Belge Bölümü

***

Böylesi büyük olaylarda sosyal medyanın önemi bir hayli kendisini gösteriyor. Bu tip hayati durumlarda “doğru bilgi akışı” son derece önemli. Bu açıdan o gece sabaha kadar sosyal medyada vurguladığım bir şeyi tekrar etmekte fayda görüyorum. Lütfen korku psikolojisi yaymaya çalışan ve “şu saatte çok büyük deprem olacak” şeklinde kirli bilgileri yayan kimseye inanmayın. Depremi tahmin edenlerin varlığını inkar etmemekle birlikte bir depremin meydana geleceğini kimsenin önceden bilemeyeceğini tekrar tekrar vurgulamak istiyorum. Halkımızın bu tip bilgilere itimat etmemesi gerektiği zaten resmi ve ilgili kurumlar eliyle de duyurulmuştu.

Bir başka sosyal medya faciası da yapılan iğrenç paylaşımlardı. Elazığ’ın Kürt nüfusunu ön plana çıkararak tweetler atan, Google aramalarında “Elazığ Kürt mü?” sorgusunu üst sıralara taşıyacak kadar alçalan faşist zihinleri buradan lanetlediğimi açıkça belirtiyorum. Bir canı kurtaran Suriyeli Mahmut’a karşı yapılan linç girişimini de lanetliyorum. Bu ırkçı söylemleri kabul etmeyen halkımızın bu tavrını alkışlamakla birlikte bu sorunun giderek bir dip dalgaya dönüştüğünü ve kafatası milliyetçiliğinin nesilleri zehirleyecek boyutlara doğru ilerlediği gerçeğini de hatırlatıyorum. Bu faşistliğe karşı oluşan birlik ve beraberlik bloğunu da asla bozmamak gerekiyor.

Depremin yaşandığı andan itibaren başlayan yardımlaşma ve dayanışma havası, futbol sahalarından stüdyolar, sosyal medyadan sokaklara kadar kendisini hissettirdi. Bu milletin vicdanlı bir millet olduğunu bir kez daha gördük ve şahit olduk. Fenerbahçe taraftarlarının sahaya atkı ve bere yağdırmasından tutun Acun Ilıcalı’nın 73 milyon TL bağış toplayarak deprem bölgesine yönlendirmesine kadar, herkesin elini taşın altına koyması veya koymak istemesi gerçekten göz yaşartıcı bir etki uyandırdı.

***

Verilen Veriler
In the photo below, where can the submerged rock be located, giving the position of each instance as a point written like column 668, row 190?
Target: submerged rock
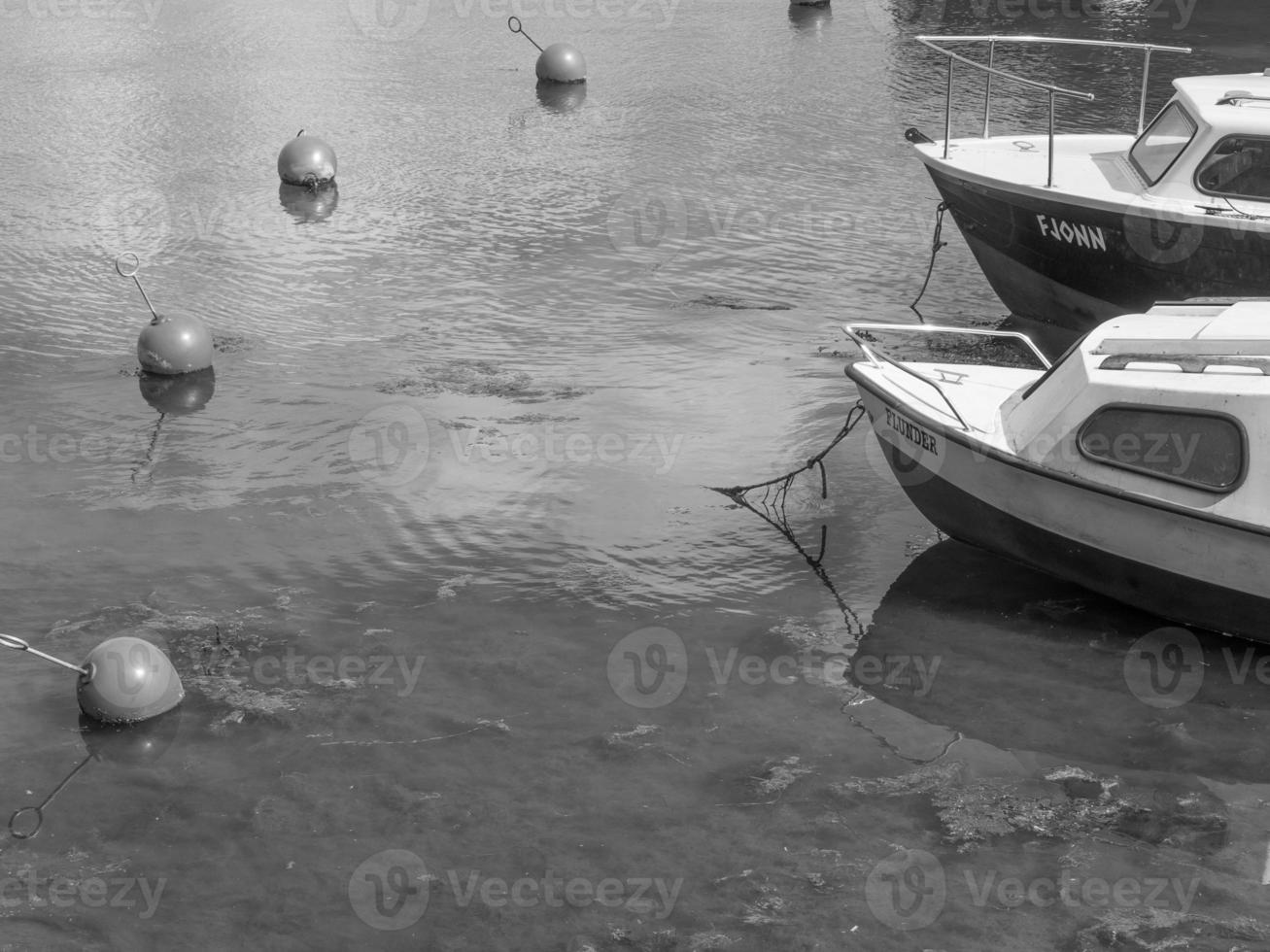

***

Yazılı Problem 1
Belge bölümüne göre aşağıdaki soruları yanıtlayın:
(a) Halkın bu tip bilgilere itimat etmemesi gerektiği kimler eliyle duyurulmuştu?
(b) Yazarın linç girişimini lanetlediği, bir canı kurtaran kişi kimdir?
(c) Acun Ilıcalı kaç TL bağış toplamıştır?
Yazılı Problem 2
Belge bölümüne göre yardımlaşma ve dayanışma havasının kendisini hissettirdiği yerleri sıralayın.

Nihai Sonuç 1
(a) Resmi ve ilgili kurumlar eliyle.
(b) Suriyeli Mahmut.
(c) 73 milyon TL.

Nihai Sonuç 2
Futbol sahaları, stüdyolar, sosyal medya, sokaklar.